### Reading text ###

This is a robust array that was popularized by the pioneering work carried by The University of Birmingham research group (Griffiths and Turnbull 1985; Griffiths, Turnbull and Olayinka 1990). Many of the early 2-D surveys were carried out with this array. Because of this property, the Wenner array is relatively sensitive to vertical changes in the subsurface resistivity below the centre of the array. However, it is less sensitive to horizontal changes in the subsurface resistivity. In general, the Wenner is good in resolving vertical changes (i.e. horizontal structures), but relatively poor in detecting horizontal changes (i.e. narrow vertical structures.
In the previous work,an attempt is being made to related electrical resistivity measurement to slope stability of a sloping ground via electrical resistivity-shear strength relationships. Hence, it is necessary to briefly describe the soil strength component of the work,as follows:
The shearing behaviour of sand has so far been assumed to be isotropic; that is,the sand at a given density and mean stress level subject to any plane strain shear test has been assumed to have a unique peak angle of friction. Arthur and Menzies (1972),Arthur et al (1977),Symes (1983),Tatsuoka et al (1986) had stated that the soil properties then depend on the direction with respect to deposition,or the bedding planes,in which the soil is subsequently sheared.
The important point for a designer concerned with stability analysis is that the shearing resistance in a sample or direct shear test on a sample deposited vertically in the apparatus develops along the bedding planes in the soil,and this corresponds closely with the minimum plane strain shearing resistance in the soil, Tatsuoka et al (1986). Thus a sample deposited vertically through the top of the apparatus (in the conventional way/ and tested horizontally in the direct shear will yield a plane strain angle of friction close to the minimum value for the soil. This is a lower bound (or safe) value for the plane shearing resistance with respect to strength anisotropy.
The difference between the maximum peak plane strain angle of friction which occurs when the sample is sheared across the bedding planes, and the minimum peak plane strain angle of friction which occurs when the sample is sheared along the bedding planes,is likely to depend on the soil particle shape and grading,and the method of soil deposition,among other factors. According to the paper by Symes (1983) and Tatsuoka (1987),for laboratory prepared samples on clean sand, the tangent of the plane strain angle of friction can vary by as much as 25% due to the orientation of shearing with respect to the bedding planes.
In the previous works,direct shear box had been used to determine the strength properties of the soil. The direct shear box apparatus is simple to use and has a long history in soil mechanics. Shibaya, Mitachi and Tamate (1997) have given an optimum configuration of the shear box apparatus for measuring the strength and dilatancy characteristics in direct shear. Their study shows that proper procedures enable the direct shear box test to provide strength and large-strain dilatancy characteristics that are similar to those measured in a simple shear test. Important aspects of the procedure include measuring the vertical load in the lower half of the box, and maintaining the size of the opening between the two halves of the shear box at a fixed value of approximately 10-20 times the mean particle diameter of the test specimen.

###

Short task 1
In the passage on resistivity and soil strength, how much can the tangent of the plane strain angle of friction vary with the orientation of shearing relative to the bedding planes?
Short task 2
Summarize the passage on resistivity and soil strength in two sentences.
Short task 3
Write the next paragraph of the passage on resistivity and soil strength.

### Material shown ###

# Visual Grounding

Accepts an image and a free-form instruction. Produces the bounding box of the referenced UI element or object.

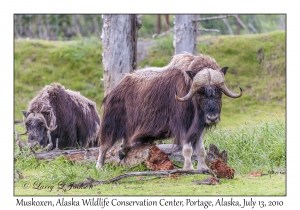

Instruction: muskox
[96,53,242,171]
[22,83,100,149]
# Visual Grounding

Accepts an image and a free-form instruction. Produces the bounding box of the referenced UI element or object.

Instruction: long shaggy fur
[27,83,100,148]
[100,53,220,151]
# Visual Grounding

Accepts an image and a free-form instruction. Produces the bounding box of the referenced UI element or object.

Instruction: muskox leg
[119,139,129,160]
[182,143,194,170]
[195,131,209,172]
[96,146,108,169]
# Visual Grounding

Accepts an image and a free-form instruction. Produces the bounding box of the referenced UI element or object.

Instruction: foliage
[14,32,286,195]
[14,14,286,40]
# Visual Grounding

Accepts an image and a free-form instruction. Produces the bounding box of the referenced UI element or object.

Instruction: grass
[15,121,286,195]
[14,32,286,195]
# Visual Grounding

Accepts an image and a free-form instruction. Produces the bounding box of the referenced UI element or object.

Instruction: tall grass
[205,120,286,173]
[15,121,286,186]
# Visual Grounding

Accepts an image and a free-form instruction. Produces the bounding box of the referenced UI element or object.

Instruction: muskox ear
[186,71,196,80]
[22,110,27,118]
[221,67,229,75]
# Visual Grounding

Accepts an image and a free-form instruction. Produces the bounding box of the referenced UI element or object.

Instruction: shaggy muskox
[22,83,100,149]
[96,53,242,171]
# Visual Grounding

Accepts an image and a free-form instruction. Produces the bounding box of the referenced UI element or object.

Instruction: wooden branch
[152,29,174,39]
[234,15,249,34]
[248,23,258,34]
[66,169,211,188]
[194,15,236,22]
[197,28,220,32]
[222,18,233,35]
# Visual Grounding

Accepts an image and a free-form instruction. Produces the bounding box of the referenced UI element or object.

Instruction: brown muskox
[96,53,242,171]
[22,83,100,149]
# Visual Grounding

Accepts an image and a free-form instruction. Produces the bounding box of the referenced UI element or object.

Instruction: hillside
[14,32,286,126]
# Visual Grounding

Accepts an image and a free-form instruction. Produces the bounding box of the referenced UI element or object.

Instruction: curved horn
[175,69,211,102]
[220,83,243,98]
[175,87,196,102]
[17,129,28,135]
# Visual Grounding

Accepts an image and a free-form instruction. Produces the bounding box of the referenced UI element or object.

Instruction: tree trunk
[174,15,197,55]
[101,15,139,95]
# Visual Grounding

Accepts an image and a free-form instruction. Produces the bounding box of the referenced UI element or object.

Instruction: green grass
[15,120,286,195]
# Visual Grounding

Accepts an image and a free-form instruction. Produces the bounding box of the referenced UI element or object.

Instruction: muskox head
[19,111,57,147]
[175,61,242,126]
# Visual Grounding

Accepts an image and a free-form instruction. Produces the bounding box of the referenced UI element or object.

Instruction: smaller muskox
[96,53,242,171]
[18,83,100,149]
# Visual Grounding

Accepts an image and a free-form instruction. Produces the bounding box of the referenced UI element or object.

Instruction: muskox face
[175,67,242,126]
[22,111,56,147]
[194,85,222,126]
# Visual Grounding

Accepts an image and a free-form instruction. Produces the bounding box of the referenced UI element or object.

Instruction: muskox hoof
[119,150,126,160]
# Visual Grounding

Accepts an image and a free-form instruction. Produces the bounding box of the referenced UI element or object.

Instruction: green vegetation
[15,119,286,195]
[14,32,286,195]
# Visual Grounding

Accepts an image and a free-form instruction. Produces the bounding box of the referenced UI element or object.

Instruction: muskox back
[23,83,100,148]
[96,53,242,171]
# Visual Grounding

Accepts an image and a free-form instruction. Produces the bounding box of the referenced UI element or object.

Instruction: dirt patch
[144,146,174,171]
[136,40,155,66]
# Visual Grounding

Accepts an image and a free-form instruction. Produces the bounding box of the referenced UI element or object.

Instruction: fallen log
[66,169,207,188]
[34,143,183,171]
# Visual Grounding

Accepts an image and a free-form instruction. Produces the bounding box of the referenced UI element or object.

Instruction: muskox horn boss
[175,69,243,102]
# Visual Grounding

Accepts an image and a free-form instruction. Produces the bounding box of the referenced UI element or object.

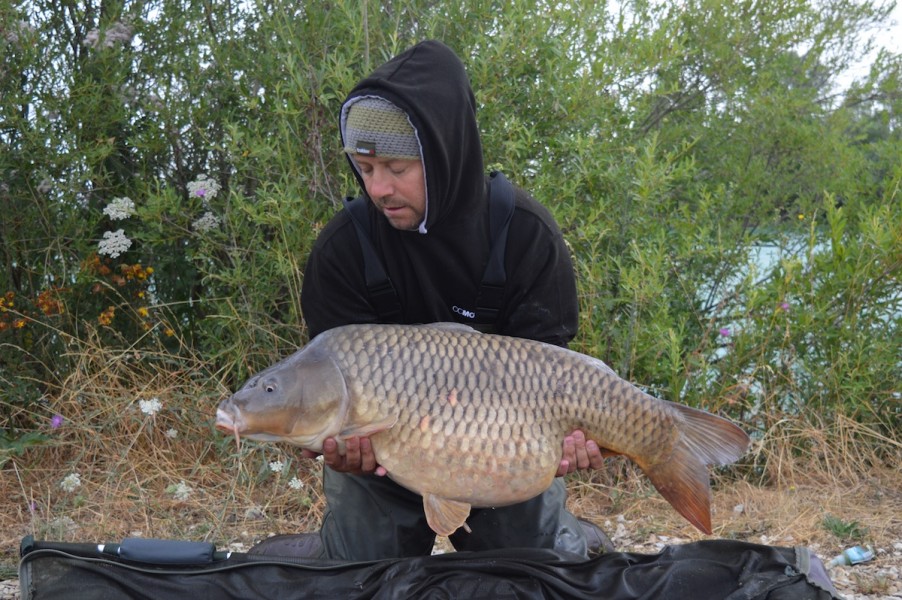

###

Exercise answer 1
By as much as 25%, for laboratory-prepared samples of clean sand.

Exercise answer 2
The Wenner array is good at resolving vertical changes in subsurface resistivity but poor at detecting horizontal ones. The work links resistivity to slope stability through shear strength, noting that sand's shearing resistance depends on direction relative to the bedding planes, that a direct shear test on a vertically deposited sample gives a near-minimum, safe friction angle, and that a properly configured shear box can give results similar to a simple shear test.

Exercise answer 3
The direct shear test has been criticized for the non-homogeneity of the stress-strain state within the direct shear box; however, numerical modeling using the finite element method has demonstrated close similarity between the direct shear and the simple shear test (Jewell 1989). Potts, Dounias and Vaughan (1987) performed a finite element analysis and concluded that the non-uniformities within the direct shear box sample have little affect on the stress-strain behavior, and with little error the test may be interpreted as if it were a simple shear test. The simplicity of the testing operation and interpretation of test results make the direct shear box a good choice to begin the study of the complicated behavior of unsaturated soil interfaces.
The direct shear type of apparatus is a commonly used device for interface testing. As mentioned, the direct shear test has some inherent problems (principal stress rotation, stress non-uniformity, failure plane definition); however, it is fairly well suited for interface testing. Boulon (1989) and Boulon et al. (1995) describe the use of a direct shear apparatus for developing constitutive models for interfaces. As an elemental test for soil, the direct shear test is subject to problems associated with fabric, stress and strain non-uniformity; however, Boulon and colleagues suggest that for interface testing it is appropriate and practical. In the case of soil testing, the problems with direct shear testing are important from a continuum mechanics perspective; however, if the interface direct shear test is considered as a surface test, then homogeneity is required only along the idealized shear band. As pointed out by Boulon and colleagues, a significant amount of research established that the shear band in a direct shear interface test is geometrically homogenous. However, there are still some uncertainties associated with stress level in the shear band; for this reason, stresses determined using boundary forces from this test are considered average stresses for the interface. While uncertainties exist regarding the applicability of the interface direct shear test as an elemental test, Boulon (1989) has indicated that it is a pragmatic approach to model very complex behavior (i.e., large strains, large rotations, and large relative displacements) associated with interface shearing.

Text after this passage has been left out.